§ Stated exercise: Rewrite everything below from the line containing "the window with" down to the end of the lines, keeping each line in full and offsetting every pixel coordinate in the answers by 40.

§ Data listing:
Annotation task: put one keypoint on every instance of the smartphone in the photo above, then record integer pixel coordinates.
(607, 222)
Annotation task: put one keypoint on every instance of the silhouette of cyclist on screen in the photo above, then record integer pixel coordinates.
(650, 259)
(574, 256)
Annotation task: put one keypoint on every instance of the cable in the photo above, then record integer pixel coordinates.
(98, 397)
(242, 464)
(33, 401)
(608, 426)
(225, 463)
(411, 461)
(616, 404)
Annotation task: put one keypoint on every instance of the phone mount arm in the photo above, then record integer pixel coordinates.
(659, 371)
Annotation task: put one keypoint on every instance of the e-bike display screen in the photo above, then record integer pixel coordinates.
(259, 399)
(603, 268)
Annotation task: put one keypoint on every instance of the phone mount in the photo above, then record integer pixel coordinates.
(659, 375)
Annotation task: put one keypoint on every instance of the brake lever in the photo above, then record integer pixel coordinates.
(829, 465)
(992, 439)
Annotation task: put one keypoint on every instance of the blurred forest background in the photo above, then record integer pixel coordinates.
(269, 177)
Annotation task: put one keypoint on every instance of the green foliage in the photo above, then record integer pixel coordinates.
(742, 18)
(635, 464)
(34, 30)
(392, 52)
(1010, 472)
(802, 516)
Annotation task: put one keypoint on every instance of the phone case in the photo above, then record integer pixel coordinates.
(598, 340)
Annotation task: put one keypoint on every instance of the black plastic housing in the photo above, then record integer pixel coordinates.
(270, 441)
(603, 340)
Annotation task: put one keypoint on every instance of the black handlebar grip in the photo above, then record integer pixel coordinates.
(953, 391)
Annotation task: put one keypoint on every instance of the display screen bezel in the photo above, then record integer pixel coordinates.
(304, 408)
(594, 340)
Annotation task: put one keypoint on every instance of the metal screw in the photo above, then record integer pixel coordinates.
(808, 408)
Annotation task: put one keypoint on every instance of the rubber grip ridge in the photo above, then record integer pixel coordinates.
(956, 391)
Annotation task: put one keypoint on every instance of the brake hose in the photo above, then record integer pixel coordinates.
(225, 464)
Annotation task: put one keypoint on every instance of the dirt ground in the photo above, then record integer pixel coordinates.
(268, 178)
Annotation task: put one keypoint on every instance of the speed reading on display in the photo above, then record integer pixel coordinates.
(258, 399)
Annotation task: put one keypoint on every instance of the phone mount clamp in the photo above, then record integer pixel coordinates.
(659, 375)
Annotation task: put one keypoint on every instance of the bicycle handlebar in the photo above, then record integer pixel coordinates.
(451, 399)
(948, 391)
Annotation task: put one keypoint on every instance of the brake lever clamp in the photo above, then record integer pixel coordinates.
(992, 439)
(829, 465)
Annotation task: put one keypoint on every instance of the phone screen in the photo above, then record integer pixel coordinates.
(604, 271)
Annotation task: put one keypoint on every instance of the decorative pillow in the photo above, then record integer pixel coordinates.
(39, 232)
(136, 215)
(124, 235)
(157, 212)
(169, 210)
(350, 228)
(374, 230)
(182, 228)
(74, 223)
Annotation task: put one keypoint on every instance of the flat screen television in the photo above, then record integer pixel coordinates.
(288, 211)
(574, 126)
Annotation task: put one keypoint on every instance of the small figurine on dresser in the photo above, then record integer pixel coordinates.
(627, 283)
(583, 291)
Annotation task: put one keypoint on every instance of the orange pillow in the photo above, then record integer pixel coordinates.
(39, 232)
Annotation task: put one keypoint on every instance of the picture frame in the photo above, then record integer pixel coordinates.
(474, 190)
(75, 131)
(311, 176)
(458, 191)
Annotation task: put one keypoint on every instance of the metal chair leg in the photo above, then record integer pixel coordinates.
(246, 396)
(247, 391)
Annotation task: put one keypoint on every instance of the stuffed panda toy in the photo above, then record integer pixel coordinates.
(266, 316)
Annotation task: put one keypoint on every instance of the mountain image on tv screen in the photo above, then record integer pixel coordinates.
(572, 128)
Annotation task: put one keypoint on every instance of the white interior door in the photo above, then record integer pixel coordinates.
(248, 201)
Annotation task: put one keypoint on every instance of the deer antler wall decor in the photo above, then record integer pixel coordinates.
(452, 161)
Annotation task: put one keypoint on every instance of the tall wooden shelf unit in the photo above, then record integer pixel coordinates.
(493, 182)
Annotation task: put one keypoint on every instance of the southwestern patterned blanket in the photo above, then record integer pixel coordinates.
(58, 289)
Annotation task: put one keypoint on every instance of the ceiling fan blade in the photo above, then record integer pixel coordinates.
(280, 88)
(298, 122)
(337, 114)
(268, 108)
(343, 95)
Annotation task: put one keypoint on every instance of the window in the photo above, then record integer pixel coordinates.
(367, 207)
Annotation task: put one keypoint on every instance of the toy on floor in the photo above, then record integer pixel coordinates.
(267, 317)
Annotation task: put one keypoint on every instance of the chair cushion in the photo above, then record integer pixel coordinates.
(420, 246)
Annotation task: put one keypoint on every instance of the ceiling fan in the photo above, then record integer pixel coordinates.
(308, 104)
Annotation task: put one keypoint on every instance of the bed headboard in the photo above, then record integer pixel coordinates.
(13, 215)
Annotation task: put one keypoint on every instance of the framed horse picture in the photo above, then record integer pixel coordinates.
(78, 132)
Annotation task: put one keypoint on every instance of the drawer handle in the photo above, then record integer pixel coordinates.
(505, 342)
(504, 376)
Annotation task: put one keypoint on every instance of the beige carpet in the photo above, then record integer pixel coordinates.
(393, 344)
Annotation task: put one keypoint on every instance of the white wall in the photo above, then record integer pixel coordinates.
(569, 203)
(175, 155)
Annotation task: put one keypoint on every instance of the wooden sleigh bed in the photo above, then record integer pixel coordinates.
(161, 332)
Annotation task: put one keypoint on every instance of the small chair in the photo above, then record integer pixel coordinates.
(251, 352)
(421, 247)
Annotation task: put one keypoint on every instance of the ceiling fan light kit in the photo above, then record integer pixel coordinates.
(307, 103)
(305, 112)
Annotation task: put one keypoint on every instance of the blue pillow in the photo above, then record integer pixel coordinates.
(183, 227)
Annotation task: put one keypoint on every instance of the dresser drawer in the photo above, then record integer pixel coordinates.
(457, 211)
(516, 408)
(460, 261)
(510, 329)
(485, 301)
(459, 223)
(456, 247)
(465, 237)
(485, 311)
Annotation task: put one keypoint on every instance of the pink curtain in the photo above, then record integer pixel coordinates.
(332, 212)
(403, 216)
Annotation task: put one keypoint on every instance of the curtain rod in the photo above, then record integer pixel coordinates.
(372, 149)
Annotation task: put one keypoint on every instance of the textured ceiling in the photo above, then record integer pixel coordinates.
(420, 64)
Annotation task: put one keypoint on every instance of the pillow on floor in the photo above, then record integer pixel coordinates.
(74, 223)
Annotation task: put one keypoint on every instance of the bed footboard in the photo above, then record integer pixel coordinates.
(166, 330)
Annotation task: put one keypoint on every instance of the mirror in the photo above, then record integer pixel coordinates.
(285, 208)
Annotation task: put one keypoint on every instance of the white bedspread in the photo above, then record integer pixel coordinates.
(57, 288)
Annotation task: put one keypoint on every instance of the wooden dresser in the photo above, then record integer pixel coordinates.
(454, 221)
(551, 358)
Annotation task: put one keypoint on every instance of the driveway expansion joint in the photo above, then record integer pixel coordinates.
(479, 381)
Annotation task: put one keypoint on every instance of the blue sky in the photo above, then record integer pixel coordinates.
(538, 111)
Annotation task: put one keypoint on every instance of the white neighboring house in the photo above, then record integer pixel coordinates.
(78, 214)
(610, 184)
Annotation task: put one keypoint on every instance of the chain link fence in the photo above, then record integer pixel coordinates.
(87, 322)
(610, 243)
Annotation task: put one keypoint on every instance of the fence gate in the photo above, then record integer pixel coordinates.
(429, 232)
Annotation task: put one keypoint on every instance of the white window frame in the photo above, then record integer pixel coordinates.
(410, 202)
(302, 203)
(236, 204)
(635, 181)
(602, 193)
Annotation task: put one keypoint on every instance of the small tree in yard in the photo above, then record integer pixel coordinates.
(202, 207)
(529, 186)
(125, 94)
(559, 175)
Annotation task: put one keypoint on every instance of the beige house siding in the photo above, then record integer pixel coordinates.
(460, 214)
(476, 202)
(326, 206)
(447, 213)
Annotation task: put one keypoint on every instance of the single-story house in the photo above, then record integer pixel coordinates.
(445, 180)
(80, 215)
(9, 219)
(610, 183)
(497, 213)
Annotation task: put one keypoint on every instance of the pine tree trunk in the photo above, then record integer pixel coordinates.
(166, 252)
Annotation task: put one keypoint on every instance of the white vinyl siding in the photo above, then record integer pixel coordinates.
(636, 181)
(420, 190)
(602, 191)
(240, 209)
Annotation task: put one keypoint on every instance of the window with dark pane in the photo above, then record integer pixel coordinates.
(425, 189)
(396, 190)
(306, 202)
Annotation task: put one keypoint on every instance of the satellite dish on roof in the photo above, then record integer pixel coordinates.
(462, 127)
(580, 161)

§ Problem solution:
Annotation task: put one keypoint on every instance of the window with dark pane in the photo above, then record integer pixel coordinates.
(465, 229)
(436, 230)
(346, 242)
Annotation task: put one keypoint on every instance of the satellite dish on roof in the photo above, then record integer pixel coordinates.
(502, 167)
(620, 201)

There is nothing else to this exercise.